*TEXTO EXTRAÍDO*
..............................
Una mujer sentada entre un montón de ruinas se dirige desconsolada a su dios. Con los ojos levantados hacia el cielo y, bajo el mentón, sus manos recogidas, abriendo, cerrando, frotando, a medida que desgrana su lamento y su cuerpo se sostiene en un vaivén: delante atrás, delante atrás.
Hay en su grito la música propia del desasosiego que acompañaba a un desdichado Job. En ese rostro descubierto tal vez adrede, y a diferencia de aquel personaje bíblico, porta en su cabeza un elegante velo azul con bordado de flores en la frente, que entona muy bien con el vestido también azul.
¿Qué podría unir a este par de seres desgraciados?
Quizás el estupor que dibuja en ese rostro, escenario del grito, un gesto simiesco, hermano de la carcajada; esa mezcla de dolor, resignación, rabia e impotencia. El tono de voz, el acento, los gestos; la escena toda es conmovedora.
..............................
*ENTRADAS PROPORCIONADAS*
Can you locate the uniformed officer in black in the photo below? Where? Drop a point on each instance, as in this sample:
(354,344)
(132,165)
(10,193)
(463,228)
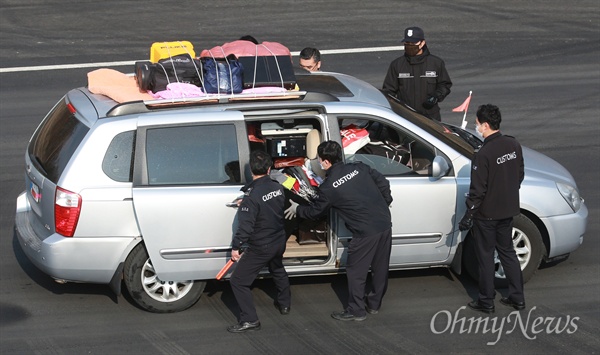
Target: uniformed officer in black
(496,176)
(418,78)
(361,196)
(261,227)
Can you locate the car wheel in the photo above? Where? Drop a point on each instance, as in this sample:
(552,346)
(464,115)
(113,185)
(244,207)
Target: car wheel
(529,247)
(154,294)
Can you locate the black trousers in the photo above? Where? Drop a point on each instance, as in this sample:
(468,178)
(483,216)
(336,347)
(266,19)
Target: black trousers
(364,253)
(247,268)
(496,235)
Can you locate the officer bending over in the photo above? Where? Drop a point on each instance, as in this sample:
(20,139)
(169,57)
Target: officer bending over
(361,196)
(261,226)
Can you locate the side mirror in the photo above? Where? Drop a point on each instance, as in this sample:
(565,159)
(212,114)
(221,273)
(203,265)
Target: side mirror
(439,167)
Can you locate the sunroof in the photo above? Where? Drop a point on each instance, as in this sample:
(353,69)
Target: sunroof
(323,83)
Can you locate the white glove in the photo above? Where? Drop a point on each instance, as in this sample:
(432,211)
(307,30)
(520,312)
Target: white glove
(291,211)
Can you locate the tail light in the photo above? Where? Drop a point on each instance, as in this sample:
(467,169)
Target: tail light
(67,206)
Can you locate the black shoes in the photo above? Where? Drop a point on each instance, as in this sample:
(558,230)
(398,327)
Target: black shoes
(510,303)
(244,327)
(476,306)
(370,310)
(347,316)
(283,310)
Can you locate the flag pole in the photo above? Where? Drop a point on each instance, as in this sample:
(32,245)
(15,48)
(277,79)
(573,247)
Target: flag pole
(463,125)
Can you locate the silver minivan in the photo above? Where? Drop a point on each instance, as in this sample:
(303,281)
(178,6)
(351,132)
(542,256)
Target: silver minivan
(139,193)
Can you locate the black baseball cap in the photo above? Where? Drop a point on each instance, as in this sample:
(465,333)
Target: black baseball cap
(413,35)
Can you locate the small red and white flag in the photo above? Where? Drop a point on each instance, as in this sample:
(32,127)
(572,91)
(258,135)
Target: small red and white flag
(465,105)
(463,108)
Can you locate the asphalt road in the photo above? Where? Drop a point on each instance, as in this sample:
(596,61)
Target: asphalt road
(539,61)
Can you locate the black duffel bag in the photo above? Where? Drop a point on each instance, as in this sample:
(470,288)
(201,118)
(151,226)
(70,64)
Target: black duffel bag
(178,69)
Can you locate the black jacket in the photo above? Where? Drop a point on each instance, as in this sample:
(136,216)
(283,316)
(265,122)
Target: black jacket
(260,215)
(496,175)
(413,79)
(360,194)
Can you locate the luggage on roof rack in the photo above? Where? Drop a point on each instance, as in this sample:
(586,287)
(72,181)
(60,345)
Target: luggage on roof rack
(267,64)
(162,50)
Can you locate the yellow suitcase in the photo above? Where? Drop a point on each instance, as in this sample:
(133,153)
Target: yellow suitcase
(162,50)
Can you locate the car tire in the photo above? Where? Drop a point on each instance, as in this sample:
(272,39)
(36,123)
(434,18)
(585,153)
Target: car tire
(529,247)
(153,294)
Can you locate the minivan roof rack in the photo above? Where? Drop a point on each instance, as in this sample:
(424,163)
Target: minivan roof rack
(140,106)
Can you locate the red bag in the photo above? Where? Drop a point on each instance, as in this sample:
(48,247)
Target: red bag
(354,138)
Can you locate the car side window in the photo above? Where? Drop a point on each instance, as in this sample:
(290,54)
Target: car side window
(118,160)
(201,154)
(391,150)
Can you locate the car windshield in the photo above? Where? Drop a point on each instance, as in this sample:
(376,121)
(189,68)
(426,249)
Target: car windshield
(456,137)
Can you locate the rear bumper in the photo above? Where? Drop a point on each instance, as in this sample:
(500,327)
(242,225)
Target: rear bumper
(92,260)
(566,231)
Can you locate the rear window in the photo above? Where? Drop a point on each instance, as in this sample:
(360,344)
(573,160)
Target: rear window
(203,154)
(55,141)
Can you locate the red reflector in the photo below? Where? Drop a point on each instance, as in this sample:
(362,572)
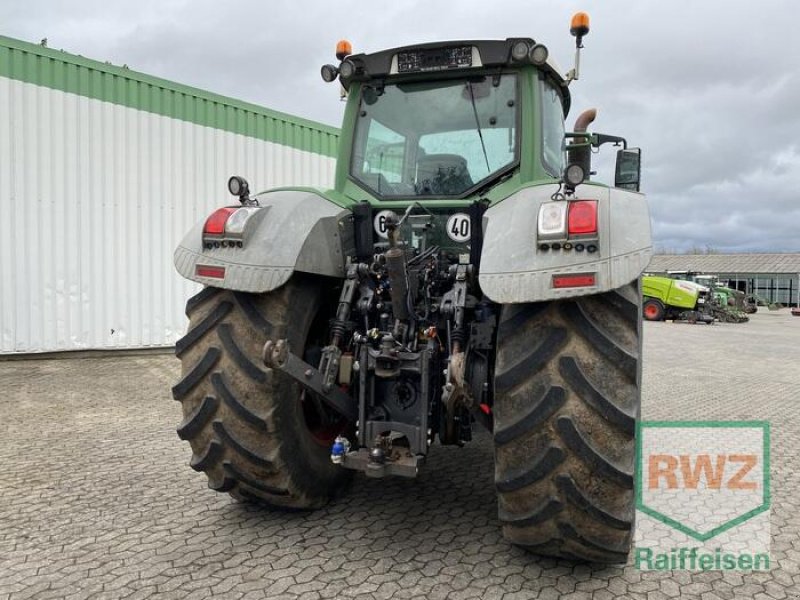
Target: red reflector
(205,271)
(215,224)
(582,217)
(578,280)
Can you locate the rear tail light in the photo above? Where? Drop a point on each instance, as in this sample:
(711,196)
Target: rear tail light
(574,280)
(582,218)
(215,224)
(238,220)
(230,222)
(209,271)
(552,223)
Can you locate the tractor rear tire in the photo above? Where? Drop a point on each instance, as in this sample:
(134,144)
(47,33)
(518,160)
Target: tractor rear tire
(567,399)
(653,310)
(247,426)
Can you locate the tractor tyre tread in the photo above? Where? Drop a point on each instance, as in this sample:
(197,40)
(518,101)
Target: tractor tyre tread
(243,421)
(565,428)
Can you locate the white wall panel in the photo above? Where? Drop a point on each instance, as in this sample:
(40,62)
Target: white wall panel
(94,197)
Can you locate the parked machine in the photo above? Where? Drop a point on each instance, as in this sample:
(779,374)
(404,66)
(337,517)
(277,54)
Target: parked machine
(665,298)
(463,273)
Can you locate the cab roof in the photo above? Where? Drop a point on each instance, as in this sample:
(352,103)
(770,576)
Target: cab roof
(450,57)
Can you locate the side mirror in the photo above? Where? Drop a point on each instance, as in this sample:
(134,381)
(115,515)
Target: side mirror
(629,169)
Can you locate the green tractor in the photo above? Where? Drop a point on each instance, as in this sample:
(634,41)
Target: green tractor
(462,273)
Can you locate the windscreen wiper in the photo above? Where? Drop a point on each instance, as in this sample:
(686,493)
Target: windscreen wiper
(478,125)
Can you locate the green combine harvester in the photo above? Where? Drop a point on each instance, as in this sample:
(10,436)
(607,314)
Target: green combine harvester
(693,297)
(665,298)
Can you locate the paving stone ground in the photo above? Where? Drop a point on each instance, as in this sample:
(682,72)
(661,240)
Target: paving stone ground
(97,500)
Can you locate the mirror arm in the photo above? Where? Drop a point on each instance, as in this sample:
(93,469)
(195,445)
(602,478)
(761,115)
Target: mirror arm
(598,139)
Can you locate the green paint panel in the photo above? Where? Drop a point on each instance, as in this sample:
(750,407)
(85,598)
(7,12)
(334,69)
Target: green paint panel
(73,74)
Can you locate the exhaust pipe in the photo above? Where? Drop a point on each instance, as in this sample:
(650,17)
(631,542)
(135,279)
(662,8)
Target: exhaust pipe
(583,155)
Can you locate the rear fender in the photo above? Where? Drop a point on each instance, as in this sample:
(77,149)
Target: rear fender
(294,231)
(514,269)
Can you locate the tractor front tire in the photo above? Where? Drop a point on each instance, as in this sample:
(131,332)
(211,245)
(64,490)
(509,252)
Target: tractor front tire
(247,425)
(653,310)
(567,398)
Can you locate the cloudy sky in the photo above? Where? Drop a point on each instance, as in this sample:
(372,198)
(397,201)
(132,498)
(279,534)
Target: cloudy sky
(710,90)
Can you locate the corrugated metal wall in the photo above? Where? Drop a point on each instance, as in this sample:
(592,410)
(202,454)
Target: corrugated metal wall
(102,171)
..............................
*QUÉ HARÁS*
a) En el texto sobre la mujer entre las ruinas, ¿cómo es el velo que lleva en la cabeza?
b) Prosigue el texto sobre la mujer entre las ruinas a partir de su última oración.

*LISTA DE RESPUESTAS*
a) Es un elegante velo azul con bordado de flores en la frente.

b)
Y es que ella enumera sus desgracias acompasadas con un reiterado agradecimiento; mientras tanto, el hijo, sentado a su derecha, la sostiene. Él no reza, asiente a cada palabra que la madre va soltando a su antojo ante ese trono invisible, oculto en alguna parte de lo alto. Es como si solo a ella se le permitiera tal atrevimiento, y él se redujera a resguardar, a cuidarla; a llorar en lugar de ella a medida que avanza la plegaria; y a levantar a ratos la mano como concediéndole razón. Es entonces cuando la acerca suavemente hacia sí, la abraza.
Escucho atenta la imprecación, la repito un par de veces. Luego me fijo en los subtítulos en inglés:
¡Alhamdulillah!…
Todas las alabanzas a ti, Dios.
Me diste esta enfermedad
y te dije Alhamdulillah
Mi casa fue bombardeada
y te dije Alhamdulillah.
Mi hijo fue encarcelado
y te dije Alhamdulillah.
Mi otro hijo fue asesinado
y te dije Alhamdulillah.
Si tú deseas más. Yo también te diré:
Alhamdulillah…
¡Hasta que te plazca!
¡Oh, habibi!…
mi dulce Khaled, ahora tú perteneces a Dios.
Todas las bendiciones para la tierra,
y nada para mí… Alhamdulillah.
Mi querido hijo volvió con el profeta…
Oh, habibi… dale mis saludos al profeta.
Oh, Dios, ¡es suficiente!
La mujer se desploma.
Yo me quedo sin respiro… con la duda, esa maldita enemiga de la verdad.
Me quedo con preguntas y ni una sola respuesta:
¿Qué imagen siniestra late tras esa performance trágica?
¿Acaso Marx y su famosa sentencia sobre religión y opio?
¿Acaso la apostasía en boca de la sierpe del Origen?
¿Acaso, a fuerza de buscar, hemos topado al fin con los ojos del abismo?